[Records excerpted from a collection]
__________________________________________________

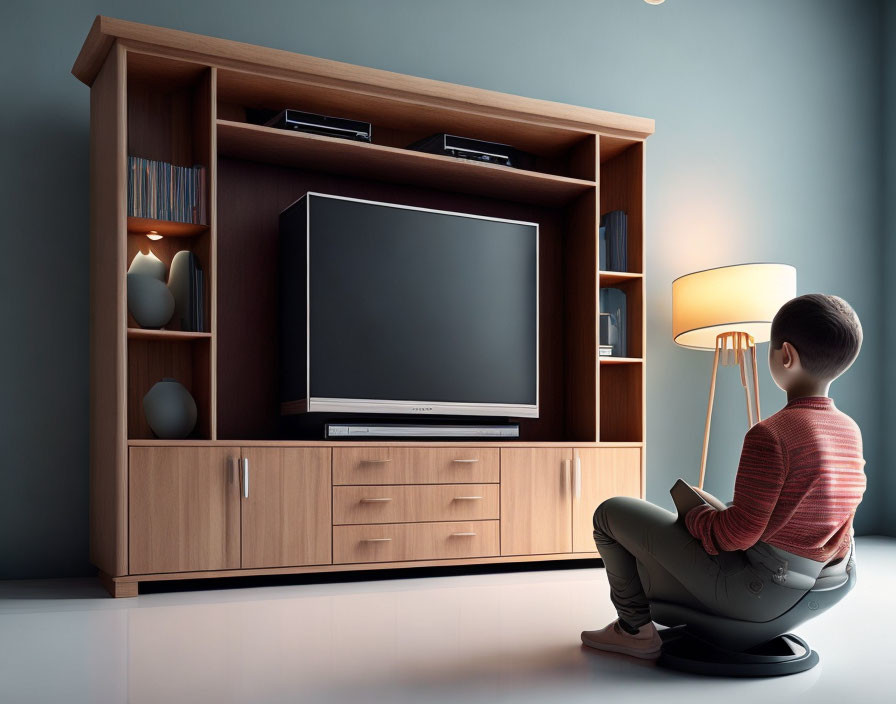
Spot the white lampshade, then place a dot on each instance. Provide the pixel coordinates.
(738, 298)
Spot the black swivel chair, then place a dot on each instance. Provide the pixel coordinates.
(706, 644)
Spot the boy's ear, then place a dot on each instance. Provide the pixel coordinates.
(790, 357)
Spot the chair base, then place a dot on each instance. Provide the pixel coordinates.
(785, 655)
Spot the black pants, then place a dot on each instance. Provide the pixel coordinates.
(648, 556)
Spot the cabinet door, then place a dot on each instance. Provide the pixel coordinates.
(184, 509)
(598, 474)
(286, 515)
(536, 507)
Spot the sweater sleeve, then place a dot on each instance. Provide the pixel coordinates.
(760, 477)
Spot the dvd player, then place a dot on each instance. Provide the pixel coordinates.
(474, 150)
(322, 124)
(388, 430)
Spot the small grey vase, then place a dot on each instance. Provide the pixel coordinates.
(149, 301)
(170, 410)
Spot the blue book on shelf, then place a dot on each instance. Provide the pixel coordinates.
(616, 224)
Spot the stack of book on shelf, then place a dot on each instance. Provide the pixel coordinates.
(162, 191)
(613, 241)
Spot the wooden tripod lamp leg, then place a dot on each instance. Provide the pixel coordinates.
(756, 385)
(712, 395)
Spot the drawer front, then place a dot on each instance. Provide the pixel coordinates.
(397, 542)
(415, 465)
(410, 504)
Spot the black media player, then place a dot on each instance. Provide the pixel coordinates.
(322, 124)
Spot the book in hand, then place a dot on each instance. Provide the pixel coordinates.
(685, 498)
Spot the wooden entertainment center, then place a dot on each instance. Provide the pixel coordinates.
(177, 509)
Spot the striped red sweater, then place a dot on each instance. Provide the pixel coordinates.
(799, 482)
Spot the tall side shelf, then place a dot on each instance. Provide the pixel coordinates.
(177, 509)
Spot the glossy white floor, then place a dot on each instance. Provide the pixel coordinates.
(476, 638)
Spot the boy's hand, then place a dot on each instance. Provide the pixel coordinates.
(711, 500)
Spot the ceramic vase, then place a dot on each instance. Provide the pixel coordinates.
(148, 265)
(149, 301)
(170, 410)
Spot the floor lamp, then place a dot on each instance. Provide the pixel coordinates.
(730, 310)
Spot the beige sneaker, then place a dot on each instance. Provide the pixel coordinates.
(646, 643)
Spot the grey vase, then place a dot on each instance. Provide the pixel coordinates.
(170, 410)
(148, 265)
(149, 301)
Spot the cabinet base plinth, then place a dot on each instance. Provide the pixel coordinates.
(118, 588)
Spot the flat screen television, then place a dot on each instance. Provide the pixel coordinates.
(394, 309)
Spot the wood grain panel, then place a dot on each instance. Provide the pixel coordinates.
(414, 541)
(286, 517)
(411, 504)
(150, 361)
(341, 156)
(622, 402)
(536, 512)
(580, 258)
(421, 96)
(108, 362)
(604, 473)
(414, 465)
(184, 509)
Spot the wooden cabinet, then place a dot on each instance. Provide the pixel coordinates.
(415, 465)
(598, 474)
(535, 501)
(184, 510)
(410, 504)
(285, 496)
(397, 542)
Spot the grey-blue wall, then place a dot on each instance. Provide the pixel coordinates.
(768, 121)
(887, 505)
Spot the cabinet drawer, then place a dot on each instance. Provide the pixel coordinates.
(409, 504)
(397, 542)
(415, 465)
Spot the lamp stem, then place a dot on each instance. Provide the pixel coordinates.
(756, 384)
(712, 396)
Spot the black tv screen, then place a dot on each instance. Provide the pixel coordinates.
(393, 309)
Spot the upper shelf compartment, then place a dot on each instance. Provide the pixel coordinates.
(375, 161)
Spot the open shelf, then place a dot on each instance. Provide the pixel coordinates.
(395, 165)
(621, 360)
(173, 335)
(167, 228)
(610, 278)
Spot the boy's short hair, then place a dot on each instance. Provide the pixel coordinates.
(825, 331)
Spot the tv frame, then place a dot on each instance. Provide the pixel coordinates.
(311, 404)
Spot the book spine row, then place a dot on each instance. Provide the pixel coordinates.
(162, 191)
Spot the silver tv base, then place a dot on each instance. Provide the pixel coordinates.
(385, 430)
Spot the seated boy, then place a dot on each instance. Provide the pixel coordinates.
(798, 484)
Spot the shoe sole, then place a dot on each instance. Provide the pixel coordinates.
(610, 648)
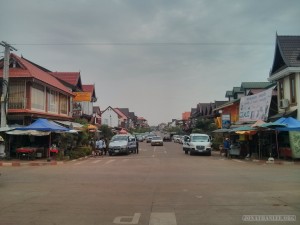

__________________________________________________

▶ _Task to carry out_
Transcribe exactly the lines running from the line with "Spot the grey-blue" to the last line of the entries. Pictures stay out of the copy.

▶ _Exercise result_
Spot the grey-blue wall, then place a dot on each instance. Provide the pixel coordinates.
(768, 121)
(887, 505)
Spot the cabinet drawer, then place a dot on each instance. Provide the pixel coordinates.
(409, 504)
(397, 542)
(415, 465)
Spot the lamp stem, then place a dot on each instance. Provide the pixel coordinates.
(756, 384)
(712, 396)
Spot the black tv screen, then place a dot on each instance. Provide the pixel coordinates.
(393, 309)
Spot the upper shelf compartment, then place a dot on each instance. Provide the pixel coordinates.
(375, 161)
Spot the open shelf, then place a dot on each instance. Provide the pixel coordinates.
(395, 165)
(621, 360)
(173, 335)
(167, 228)
(610, 278)
Spot the boy's short hair, then place a dot on each instance. Provide the pixel coordinates.
(825, 331)
Spot the tv frame, then place a dot on each instance. Provide the pixel coordinates.
(311, 404)
Spot the book spine row, then place a dot on each instance. Provide the pixel coordinates.
(162, 191)
Spot the silver tv base, then place a dot on each instance. Provide the pixel coordinates.
(385, 430)
Spot the seated boy, then place a dot on each instance. Provide the pixel coordinates.
(798, 484)
Spot the shoe sole, then place a dot on each instance. Provide the pixel coordinates.
(610, 648)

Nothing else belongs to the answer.